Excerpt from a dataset
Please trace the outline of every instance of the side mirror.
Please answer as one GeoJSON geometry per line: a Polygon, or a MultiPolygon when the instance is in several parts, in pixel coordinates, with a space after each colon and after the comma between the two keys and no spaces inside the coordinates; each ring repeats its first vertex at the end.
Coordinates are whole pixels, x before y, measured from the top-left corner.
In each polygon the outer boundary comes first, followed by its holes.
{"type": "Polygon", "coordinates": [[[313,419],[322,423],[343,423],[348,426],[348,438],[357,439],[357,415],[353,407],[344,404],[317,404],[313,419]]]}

...

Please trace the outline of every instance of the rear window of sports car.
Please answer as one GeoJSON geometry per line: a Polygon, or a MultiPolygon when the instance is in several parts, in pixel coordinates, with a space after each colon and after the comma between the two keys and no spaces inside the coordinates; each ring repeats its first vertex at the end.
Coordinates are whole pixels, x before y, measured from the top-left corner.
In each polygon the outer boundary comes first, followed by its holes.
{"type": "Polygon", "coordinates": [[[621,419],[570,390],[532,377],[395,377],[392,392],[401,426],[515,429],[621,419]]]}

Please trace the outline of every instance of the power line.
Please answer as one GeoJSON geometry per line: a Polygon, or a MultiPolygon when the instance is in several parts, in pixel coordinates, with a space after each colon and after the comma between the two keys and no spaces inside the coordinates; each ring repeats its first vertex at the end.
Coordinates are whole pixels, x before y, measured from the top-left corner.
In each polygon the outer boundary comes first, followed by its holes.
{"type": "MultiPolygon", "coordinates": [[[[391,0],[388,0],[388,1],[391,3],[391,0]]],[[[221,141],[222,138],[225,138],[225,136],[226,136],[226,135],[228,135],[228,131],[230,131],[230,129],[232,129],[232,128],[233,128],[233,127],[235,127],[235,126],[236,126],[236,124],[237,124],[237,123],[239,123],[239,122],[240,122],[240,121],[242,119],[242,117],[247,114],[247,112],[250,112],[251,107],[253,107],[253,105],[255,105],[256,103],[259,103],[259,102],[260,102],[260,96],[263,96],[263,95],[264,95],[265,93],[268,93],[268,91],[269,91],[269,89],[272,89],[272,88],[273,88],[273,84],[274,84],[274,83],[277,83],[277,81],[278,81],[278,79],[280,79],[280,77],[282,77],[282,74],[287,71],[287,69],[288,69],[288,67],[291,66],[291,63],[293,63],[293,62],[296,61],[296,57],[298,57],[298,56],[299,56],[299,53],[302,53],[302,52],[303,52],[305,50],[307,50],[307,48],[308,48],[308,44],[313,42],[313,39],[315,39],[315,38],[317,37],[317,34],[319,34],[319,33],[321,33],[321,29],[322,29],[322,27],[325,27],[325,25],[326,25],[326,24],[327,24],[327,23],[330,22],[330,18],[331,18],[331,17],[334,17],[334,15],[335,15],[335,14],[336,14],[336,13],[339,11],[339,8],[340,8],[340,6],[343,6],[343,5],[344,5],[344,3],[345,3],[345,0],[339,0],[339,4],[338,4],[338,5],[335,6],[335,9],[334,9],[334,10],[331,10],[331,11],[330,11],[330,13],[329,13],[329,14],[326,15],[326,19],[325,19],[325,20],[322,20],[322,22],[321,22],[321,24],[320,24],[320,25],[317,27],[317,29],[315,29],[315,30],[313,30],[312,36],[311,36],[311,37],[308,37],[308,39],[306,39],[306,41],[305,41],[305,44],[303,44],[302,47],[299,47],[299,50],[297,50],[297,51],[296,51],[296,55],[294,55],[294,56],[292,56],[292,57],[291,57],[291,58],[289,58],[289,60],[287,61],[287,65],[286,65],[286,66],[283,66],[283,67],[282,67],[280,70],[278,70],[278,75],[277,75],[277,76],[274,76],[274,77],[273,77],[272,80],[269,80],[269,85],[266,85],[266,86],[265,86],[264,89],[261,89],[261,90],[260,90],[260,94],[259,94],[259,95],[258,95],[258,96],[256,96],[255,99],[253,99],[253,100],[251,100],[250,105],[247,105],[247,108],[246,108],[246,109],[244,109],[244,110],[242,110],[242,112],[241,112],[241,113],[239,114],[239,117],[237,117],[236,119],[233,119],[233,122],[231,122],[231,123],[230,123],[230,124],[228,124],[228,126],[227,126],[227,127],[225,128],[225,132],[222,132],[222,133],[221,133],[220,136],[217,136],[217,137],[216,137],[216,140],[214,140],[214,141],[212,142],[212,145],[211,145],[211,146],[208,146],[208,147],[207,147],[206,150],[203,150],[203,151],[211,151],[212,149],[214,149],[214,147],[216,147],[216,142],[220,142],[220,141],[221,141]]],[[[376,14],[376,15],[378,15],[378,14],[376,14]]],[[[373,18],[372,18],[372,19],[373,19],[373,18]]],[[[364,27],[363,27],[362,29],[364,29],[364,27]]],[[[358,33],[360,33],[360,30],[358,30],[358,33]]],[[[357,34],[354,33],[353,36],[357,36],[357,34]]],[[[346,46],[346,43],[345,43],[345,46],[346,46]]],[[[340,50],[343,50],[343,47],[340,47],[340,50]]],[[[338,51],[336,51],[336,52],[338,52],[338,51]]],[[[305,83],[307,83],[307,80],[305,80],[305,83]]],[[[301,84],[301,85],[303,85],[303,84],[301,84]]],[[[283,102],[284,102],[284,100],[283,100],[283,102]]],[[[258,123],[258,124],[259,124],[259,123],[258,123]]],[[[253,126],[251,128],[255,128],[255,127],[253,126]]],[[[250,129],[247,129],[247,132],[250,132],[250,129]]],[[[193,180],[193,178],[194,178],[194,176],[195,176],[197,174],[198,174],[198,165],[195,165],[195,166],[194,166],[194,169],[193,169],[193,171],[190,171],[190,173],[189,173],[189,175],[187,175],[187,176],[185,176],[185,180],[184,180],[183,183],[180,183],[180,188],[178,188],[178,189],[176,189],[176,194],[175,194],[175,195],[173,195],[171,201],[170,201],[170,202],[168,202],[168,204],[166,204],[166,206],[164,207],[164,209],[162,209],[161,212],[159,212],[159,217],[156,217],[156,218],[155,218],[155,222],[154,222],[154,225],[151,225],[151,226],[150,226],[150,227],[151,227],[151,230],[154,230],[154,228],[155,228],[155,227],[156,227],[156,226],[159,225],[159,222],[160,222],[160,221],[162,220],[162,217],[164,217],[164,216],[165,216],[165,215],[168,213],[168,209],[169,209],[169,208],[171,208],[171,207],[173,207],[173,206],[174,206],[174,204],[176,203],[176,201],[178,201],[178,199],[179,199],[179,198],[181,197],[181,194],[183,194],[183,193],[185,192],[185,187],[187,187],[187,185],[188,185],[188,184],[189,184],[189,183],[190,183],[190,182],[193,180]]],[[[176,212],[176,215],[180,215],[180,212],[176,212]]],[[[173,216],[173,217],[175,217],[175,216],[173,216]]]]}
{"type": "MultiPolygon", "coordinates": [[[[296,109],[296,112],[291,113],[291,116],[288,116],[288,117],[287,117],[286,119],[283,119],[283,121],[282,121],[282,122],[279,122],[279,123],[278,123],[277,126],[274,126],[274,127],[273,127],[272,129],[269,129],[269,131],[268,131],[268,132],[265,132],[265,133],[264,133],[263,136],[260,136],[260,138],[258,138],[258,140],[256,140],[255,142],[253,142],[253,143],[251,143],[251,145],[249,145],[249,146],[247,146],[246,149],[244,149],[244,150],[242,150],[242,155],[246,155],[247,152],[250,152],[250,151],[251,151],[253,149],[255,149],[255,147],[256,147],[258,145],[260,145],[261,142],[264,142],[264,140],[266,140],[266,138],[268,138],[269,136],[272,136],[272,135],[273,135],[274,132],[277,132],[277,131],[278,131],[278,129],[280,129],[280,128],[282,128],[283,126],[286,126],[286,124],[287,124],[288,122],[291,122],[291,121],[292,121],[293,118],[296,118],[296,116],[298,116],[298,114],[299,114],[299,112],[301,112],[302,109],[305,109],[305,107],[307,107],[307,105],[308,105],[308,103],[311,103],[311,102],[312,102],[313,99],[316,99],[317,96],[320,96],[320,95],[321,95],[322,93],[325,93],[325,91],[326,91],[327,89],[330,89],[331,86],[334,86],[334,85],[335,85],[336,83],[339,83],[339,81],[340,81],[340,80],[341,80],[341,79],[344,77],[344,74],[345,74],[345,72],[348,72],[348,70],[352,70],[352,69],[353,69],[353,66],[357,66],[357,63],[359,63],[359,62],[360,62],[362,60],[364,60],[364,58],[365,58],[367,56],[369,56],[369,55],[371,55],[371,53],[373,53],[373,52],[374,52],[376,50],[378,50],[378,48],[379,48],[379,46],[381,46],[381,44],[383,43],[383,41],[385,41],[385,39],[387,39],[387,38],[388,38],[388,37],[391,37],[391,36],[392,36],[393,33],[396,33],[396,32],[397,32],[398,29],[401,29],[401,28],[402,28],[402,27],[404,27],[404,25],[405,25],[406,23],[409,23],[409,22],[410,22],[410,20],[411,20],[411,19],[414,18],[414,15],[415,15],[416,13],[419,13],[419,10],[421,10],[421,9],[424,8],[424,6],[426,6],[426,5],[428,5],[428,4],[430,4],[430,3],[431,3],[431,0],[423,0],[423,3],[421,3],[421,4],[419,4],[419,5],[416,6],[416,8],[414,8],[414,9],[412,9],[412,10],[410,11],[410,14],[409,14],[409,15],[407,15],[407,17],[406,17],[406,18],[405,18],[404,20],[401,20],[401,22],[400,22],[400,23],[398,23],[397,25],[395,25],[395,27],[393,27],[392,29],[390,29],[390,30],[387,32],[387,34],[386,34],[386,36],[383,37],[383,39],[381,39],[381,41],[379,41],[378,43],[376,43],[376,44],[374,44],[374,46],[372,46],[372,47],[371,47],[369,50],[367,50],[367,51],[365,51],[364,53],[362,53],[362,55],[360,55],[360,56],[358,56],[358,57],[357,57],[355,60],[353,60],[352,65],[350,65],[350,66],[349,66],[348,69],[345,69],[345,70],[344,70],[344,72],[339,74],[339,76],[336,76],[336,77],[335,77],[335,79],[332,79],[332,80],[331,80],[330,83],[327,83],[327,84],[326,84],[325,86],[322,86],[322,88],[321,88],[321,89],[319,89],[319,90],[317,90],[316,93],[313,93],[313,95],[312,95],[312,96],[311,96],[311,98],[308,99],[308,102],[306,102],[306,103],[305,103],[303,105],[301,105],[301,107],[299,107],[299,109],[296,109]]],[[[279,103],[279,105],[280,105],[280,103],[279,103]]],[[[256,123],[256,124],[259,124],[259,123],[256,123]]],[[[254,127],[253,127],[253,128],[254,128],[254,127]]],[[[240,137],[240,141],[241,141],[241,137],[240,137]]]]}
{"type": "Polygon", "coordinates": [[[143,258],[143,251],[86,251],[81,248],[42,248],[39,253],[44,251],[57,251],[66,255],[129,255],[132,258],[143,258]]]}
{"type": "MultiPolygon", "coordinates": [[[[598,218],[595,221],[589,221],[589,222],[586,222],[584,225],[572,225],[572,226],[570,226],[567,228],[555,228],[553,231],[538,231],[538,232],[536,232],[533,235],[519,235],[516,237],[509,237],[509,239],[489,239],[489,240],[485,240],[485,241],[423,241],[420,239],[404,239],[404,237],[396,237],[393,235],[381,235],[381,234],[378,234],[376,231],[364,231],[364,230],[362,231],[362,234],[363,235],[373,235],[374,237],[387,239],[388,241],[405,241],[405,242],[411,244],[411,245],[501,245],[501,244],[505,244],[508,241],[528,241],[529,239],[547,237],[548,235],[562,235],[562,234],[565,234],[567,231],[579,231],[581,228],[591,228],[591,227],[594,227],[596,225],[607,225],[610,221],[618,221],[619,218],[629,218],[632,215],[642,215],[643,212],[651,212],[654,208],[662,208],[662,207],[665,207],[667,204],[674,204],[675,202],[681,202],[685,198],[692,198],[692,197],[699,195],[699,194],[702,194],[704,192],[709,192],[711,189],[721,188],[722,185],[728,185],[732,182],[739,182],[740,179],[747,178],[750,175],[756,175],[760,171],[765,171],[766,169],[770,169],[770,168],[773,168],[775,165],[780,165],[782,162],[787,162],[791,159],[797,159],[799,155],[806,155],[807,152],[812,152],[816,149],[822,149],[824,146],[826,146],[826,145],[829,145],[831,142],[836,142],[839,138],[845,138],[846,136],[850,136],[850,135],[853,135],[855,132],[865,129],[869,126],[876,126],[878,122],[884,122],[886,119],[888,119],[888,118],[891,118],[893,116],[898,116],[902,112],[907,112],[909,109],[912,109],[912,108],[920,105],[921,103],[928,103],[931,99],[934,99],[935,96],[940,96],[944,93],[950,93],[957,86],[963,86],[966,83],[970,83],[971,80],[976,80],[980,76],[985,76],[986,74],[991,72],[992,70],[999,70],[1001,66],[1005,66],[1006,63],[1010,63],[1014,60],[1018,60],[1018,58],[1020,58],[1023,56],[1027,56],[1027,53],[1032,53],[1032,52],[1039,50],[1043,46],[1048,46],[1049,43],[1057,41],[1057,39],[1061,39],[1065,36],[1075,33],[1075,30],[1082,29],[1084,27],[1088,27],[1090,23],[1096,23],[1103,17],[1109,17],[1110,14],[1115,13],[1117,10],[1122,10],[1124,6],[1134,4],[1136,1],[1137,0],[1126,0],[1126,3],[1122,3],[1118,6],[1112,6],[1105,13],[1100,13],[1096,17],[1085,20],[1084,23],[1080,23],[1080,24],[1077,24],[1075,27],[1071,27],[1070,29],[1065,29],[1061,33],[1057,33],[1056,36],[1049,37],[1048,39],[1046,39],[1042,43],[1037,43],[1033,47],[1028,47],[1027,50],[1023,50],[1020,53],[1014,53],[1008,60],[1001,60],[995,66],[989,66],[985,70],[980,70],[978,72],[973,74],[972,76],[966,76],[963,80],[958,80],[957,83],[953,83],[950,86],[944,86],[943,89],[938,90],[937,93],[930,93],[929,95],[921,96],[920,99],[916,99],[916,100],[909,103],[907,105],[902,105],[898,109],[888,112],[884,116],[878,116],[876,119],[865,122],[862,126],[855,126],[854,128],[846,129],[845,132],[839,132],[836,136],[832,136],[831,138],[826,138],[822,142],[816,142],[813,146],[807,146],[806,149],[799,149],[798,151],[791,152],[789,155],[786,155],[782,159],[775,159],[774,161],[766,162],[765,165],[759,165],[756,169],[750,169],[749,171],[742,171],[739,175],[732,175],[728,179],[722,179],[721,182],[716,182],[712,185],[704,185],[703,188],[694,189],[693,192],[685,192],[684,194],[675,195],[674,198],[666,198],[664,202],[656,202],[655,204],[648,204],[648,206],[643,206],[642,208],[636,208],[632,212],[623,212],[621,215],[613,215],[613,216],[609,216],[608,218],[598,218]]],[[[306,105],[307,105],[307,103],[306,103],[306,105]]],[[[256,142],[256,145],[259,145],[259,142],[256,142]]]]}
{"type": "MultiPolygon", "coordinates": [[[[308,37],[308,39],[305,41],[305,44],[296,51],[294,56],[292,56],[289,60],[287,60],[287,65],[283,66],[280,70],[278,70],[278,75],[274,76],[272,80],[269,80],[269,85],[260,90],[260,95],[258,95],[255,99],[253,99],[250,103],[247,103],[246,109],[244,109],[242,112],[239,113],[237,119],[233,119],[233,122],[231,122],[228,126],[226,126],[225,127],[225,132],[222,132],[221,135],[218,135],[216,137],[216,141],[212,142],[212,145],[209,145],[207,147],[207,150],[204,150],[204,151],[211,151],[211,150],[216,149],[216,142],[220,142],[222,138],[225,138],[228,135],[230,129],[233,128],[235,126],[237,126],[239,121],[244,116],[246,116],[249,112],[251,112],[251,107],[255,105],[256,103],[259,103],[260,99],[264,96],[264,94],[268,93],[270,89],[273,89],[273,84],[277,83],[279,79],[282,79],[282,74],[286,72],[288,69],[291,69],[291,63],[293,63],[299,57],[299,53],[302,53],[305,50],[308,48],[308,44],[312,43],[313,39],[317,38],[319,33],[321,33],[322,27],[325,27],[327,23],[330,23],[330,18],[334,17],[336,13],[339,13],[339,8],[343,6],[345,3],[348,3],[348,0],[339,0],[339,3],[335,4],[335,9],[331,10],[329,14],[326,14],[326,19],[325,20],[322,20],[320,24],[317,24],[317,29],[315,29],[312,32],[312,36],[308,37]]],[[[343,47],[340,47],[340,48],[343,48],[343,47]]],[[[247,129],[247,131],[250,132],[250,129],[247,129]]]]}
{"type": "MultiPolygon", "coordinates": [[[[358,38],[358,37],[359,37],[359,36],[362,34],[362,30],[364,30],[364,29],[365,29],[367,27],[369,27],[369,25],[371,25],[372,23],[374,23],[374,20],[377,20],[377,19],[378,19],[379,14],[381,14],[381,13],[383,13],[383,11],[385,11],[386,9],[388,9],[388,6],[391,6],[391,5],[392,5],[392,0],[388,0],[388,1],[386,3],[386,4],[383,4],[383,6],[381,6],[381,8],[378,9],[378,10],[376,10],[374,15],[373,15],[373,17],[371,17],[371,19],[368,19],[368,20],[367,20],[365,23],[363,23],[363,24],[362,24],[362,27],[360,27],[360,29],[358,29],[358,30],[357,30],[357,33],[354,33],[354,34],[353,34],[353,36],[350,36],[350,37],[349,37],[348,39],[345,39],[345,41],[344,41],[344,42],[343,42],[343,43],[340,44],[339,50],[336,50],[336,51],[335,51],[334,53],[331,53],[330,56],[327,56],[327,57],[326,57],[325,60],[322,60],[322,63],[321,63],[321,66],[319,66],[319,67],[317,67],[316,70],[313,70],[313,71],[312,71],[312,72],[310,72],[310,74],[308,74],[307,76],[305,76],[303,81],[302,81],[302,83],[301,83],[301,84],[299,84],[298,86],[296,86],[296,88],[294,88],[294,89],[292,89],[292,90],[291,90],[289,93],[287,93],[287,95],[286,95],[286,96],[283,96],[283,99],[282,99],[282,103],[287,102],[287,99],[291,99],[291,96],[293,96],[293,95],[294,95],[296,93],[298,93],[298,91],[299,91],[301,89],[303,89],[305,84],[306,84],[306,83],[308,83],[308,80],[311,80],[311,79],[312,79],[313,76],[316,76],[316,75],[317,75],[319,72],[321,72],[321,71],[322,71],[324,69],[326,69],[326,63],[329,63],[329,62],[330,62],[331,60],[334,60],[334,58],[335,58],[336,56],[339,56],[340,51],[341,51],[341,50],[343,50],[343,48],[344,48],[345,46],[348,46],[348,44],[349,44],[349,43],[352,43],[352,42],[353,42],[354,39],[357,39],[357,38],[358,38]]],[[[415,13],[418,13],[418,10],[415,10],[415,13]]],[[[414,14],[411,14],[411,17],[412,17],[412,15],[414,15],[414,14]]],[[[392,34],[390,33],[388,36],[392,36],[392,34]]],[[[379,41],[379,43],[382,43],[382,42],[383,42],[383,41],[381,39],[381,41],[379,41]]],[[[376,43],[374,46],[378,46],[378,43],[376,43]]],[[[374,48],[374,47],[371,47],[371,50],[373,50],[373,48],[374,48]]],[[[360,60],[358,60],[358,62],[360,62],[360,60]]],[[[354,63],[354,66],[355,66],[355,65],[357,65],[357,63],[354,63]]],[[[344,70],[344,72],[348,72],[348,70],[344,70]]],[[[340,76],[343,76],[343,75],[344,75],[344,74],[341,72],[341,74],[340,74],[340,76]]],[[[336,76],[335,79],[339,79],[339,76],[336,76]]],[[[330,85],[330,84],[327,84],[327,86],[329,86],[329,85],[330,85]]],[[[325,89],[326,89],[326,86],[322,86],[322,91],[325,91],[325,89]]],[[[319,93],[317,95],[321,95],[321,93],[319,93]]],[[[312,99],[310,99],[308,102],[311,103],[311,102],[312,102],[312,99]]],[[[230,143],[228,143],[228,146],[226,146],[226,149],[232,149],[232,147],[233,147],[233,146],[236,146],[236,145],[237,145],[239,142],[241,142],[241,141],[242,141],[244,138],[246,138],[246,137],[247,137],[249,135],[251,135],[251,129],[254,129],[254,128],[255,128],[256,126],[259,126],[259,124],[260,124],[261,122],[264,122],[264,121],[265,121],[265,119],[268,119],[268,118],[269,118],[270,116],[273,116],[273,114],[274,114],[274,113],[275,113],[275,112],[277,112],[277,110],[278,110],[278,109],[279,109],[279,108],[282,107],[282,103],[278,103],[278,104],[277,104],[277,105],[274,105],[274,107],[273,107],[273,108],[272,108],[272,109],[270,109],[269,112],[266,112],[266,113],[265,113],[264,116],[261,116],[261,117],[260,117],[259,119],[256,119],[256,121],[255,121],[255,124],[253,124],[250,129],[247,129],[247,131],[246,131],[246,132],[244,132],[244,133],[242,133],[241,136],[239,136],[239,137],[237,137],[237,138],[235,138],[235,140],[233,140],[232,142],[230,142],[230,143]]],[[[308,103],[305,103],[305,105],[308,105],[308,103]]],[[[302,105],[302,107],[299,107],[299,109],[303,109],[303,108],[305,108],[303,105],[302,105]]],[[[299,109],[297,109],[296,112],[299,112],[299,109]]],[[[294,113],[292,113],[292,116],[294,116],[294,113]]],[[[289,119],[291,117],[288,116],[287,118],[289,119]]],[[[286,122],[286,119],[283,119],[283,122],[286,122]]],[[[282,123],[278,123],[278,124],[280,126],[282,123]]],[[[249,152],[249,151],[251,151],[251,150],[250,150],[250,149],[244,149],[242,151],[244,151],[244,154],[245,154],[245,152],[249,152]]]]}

...

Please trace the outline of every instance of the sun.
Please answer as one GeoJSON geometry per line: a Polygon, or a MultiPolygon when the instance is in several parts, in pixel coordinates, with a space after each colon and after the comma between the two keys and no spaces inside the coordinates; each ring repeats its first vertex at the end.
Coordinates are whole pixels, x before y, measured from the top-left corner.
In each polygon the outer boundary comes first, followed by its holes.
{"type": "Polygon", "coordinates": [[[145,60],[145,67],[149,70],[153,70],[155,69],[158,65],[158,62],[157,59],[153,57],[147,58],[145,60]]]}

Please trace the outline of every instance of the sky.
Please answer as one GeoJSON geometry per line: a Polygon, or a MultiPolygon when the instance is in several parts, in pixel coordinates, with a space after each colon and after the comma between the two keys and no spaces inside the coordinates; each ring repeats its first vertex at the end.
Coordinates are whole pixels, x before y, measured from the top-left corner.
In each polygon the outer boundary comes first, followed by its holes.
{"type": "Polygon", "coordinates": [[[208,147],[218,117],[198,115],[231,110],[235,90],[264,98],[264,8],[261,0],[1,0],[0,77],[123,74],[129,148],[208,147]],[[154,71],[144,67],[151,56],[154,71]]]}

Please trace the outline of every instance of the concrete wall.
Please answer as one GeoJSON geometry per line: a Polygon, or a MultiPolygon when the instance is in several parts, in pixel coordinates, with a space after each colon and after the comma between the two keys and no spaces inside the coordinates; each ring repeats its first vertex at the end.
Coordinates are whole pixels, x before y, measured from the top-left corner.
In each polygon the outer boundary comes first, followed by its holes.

▶ Exercise objective
Locate every line in the records above that contains the word "outline", and copy each such line in full. Case counts.

▶ Response
Please trace the outline of every instance of the side mirror.
Please trace the outline of every instance of the rear window of sports car.
Please trace the outline of every instance of the power line.
Please trace the outline of every instance of the sun.
Please trace the outline of every instance of the sky.
Please trace the outline of every instance of the concrete wall.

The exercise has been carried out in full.